▶ _Requirements_
Rewrite the data below with every instance of "building roof" swapped for "rooftop" and all else left unchanged. Leave the pictures out of your answer.
※
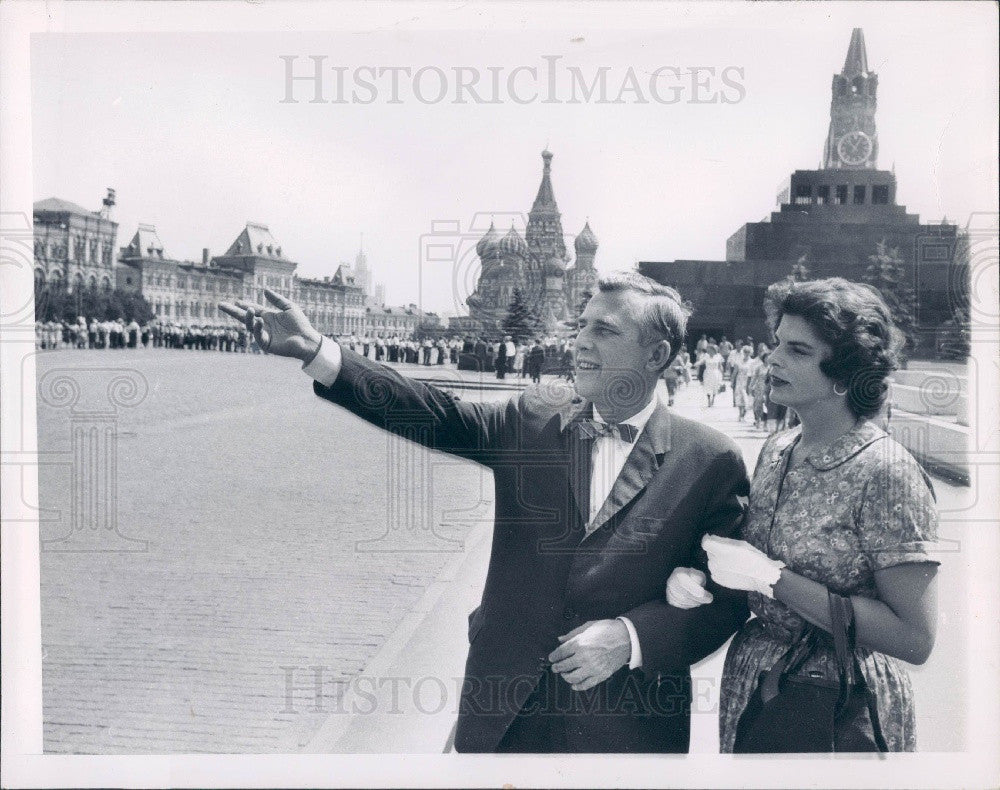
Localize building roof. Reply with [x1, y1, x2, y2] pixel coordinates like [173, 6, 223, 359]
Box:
[226, 222, 283, 260]
[125, 222, 163, 258]
[34, 198, 100, 217]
※
▶ _Task result_
Localize rooftop. Reply with [x1, y1, x2, y2] pixel coordinates like [173, 6, 223, 359]
Box:
[226, 222, 283, 260]
[125, 222, 163, 258]
[34, 198, 100, 217]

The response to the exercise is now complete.